Les premiers signes d’une publicité commerciale remonteraient à Pompéi (ville antique de l’Italie), vers les 79 Av. J.C. En effet, on a y remarqué des affiches annonçant des manifestations et proposant la location de taverne. Suite aux divers changements en Occident (arts et science, industrialisation, avènement démocratique, etc.), l’affichage devient populaire et s’impose entre le 17e et le 19e siècle. Après la deuxième Guerre Mondiale (1945) et au profit des évolutions économiques (les trente glorieuses), la nécessité de nouvelles stratégies de commercialisation s’impose, afin d’attirer l’attention du grand public et vendre. On nage en plein dans la « société de masse » depuis. Dans le contexte haïtien, au gré des rapports avec l’Occident (allant de la conquête espagnole de 1492, à l’Exposition International de 1949), des modification multiples (sociales, démographiques, politiques et surtout économiques) expliquent l’usage de la publicité. Dans l’Haïti contemporaine, la publicité est quasi-présente au sein de notre quotidien, allant des affiches géantes au coin de la rue, à l’écran de nos smartphones et laptops. Dans ce court article, nous vous proposons une courte analyse sur l’utilisation de trois stéréotypes sur les femmes au niveau de la publicité en Haïti.
━━━━
CONSIGNE 1 » Dans le texte sur l'histoire de la publicité, relevez tous les types de modifications qui expliquent l'usage de la publicité dans le contexte haïtien.
CONSIGNE 2 » Rédigez la suite du texte sur la publicité en Haïti, en enchaînant directement après sa dernière phrase.
Le matériel placé après ce texte est indépendant de celui-ci.

EXTRAIT DE DONNÉES »
━━━━
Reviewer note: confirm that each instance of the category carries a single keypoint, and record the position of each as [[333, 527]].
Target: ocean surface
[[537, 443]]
━━━━
RÉPONSE ATTENDUE 1 » Sociales, démographiques, politiques et économiques.

RÉPONSE ATTENDUE 2 »
La femme ménagère : la gérante de la maison

Dans cette première catégorie, nous retrouvons l’image de la femme ménagère, fée du logis, qui gère la maison. Tout d’abord, nous devons clarifier qu’un stéréotype consiste en une représentation que l’on possède sur une catégorie de personnes. Il est susceptible d’influencer notre comportement, notre jugement et de favoriser un certain type d’action. Les stéréotypes participent également à la construction de l’identité individuelle et collective. Ce stéréotype de « Femme ménagère » prend sa racine dans les profondeurs de notre société patriarcale et masochiste, qui relègue les femmes dans le rôle de bonne à tout faire. À la femme, en habit de couleurs tendres ou vives, les tâches ménagères (lessive, cuisine, nettoyage, achats de produits de premières nécessites, etc.), l’intérieur, le privé. En bref ! Un rôle de dominé.

Via Femme-publicité

À l’homme, en habit de prestige (ici, la costume de trois pièces prime) de couleurs sombres, la relaxation (il regarde la télé ou lit un journal le plus souvent), les tâches nécessitant un effort physique ou intellectuel, le public, la décision finale d’achat. Un rôle de dominant ! Cette image de la femme ménagère prend, aussi, sa source dans diverses traditions occidentales (le Christianisme, par exemple) qui placent la femme dans une position de dominée et la relèguent à des tâches domestiques. L’avènement des appareils électroménagers et l’Occidentalisation du pays ont favorisé, depuis le milieu du 20e siècle, l’utilisation de cette figure de la femme, à travers la publicité. Dans ce contexte, nous retrouvons l’utilisation de ce stéréotype dans la vente de divers produits/ services : meubles, articles électroménagers, produits de nettoyage, hôtellerie & tourisme, restauration, etc. Un peu plus loin, nous retrouvons projeter l’image de la femme mère de famille.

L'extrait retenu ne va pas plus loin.